EXERCISE DETAILS =>
Reproduce the entries exactly.

---------- SOURCE DATA

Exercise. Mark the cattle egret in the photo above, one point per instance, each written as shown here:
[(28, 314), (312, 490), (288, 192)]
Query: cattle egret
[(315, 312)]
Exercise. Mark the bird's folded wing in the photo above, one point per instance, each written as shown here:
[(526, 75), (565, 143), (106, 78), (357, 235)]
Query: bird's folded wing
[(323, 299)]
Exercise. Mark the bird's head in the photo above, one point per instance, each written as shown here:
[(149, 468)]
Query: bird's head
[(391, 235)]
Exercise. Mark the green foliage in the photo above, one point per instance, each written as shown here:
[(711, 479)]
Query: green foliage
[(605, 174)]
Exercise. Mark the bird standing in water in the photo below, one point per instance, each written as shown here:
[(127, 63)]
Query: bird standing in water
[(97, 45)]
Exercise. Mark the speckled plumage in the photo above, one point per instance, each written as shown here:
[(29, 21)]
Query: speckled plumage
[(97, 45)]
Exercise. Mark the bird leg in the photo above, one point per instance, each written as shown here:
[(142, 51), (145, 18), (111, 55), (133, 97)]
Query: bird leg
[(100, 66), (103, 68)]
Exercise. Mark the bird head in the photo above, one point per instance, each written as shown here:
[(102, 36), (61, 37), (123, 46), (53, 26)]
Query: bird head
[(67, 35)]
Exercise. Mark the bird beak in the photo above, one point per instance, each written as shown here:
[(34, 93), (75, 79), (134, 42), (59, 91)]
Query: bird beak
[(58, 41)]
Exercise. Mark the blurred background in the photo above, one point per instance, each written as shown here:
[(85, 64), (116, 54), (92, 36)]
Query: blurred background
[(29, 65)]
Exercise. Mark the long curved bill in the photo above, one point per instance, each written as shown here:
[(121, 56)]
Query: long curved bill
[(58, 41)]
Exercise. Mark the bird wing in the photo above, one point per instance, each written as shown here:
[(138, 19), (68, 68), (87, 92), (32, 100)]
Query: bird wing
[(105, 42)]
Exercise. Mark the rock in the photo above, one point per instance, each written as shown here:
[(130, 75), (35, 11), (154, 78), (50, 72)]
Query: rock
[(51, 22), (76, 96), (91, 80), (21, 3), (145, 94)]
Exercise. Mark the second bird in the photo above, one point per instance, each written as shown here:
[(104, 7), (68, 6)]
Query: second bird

--------------------

EXERCISE RESULT =>
Exercise. Mark the cattle egret in the photo above, one point per instance, each written as shown here:
[(28, 314), (312, 490), (288, 192)]
Query: cattle egret
[(315, 312)]
Exercise. Mark the bird's folded wing in the photo above, one point per instance, each written as shown here:
[(526, 75), (565, 143), (106, 78), (357, 235)]
Query: bird's folded wing
[(323, 299)]
Exercise. Mark the bird's head in the photo above, one point per instance, each written as shown here:
[(149, 468)]
Query: bird's head
[(391, 235)]
Exercise. Mark the green foliage in the photo above, one point per instance, each written as shown here:
[(711, 479)]
Query: green foliage
[(605, 174)]
Exercise. Mark the bird standing in water in the photo below, one point per instance, each written as shown here:
[(127, 63)]
Query: bird standing in water
[(97, 45)]
Exercise. Mark the speckled plumage in the photo above, one point per instance, each written as shown here:
[(29, 21)]
Query: speckled plumage
[(97, 45)]
Exercise. Mark the bird leg in the photo above, one point per instance, each written as shown here:
[(142, 51), (145, 18), (111, 55), (133, 97)]
Query: bird leg
[(100, 66), (103, 68)]
Exercise. Mark the bird head in the photo above, one point per instance, each written as shown here:
[(102, 36), (61, 37), (123, 46), (53, 26)]
Query: bird head
[(67, 35)]
Exercise. Mark the bird beak in the photo above, one point per instance, each written as shown here:
[(34, 93), (75, 79), (134, 42), (59, 91)]
Query: bird beak
[(58, 41)]
Exercise. Mark the blurred background in the photo above, one point per instance, each written as shown here:
[(85, 64), (116, 54), (92, 36)]
Query: blurred background
[(29, 65)]
Exercise. Mark the long curved bill in the photo above, one point per instance, each written as shown here:
[(121, 56)]
Query: long curved bill
[(58, 41)]
Exercise. Mark the bird wing in the photo above, one point per instance, each written as shown here:
[(138, 19), (68, 68), (87, 92), (32, 100)]
Query: bird wing
[(105, 42)]
Exercise. Mark the rock in the photo above, one point per instance, each written as shown here:
[(130, 75), (35, 11), (154, 78), (50, 72)]
Query: rock
[(51, 22), (76, 96), (91, 80), (21, 3), (145, 94)]
Exercise. Mark the second bird in the photo above, one point per instance, each written as shown here:
[(104, 7), (68, 6)]
Query: second bird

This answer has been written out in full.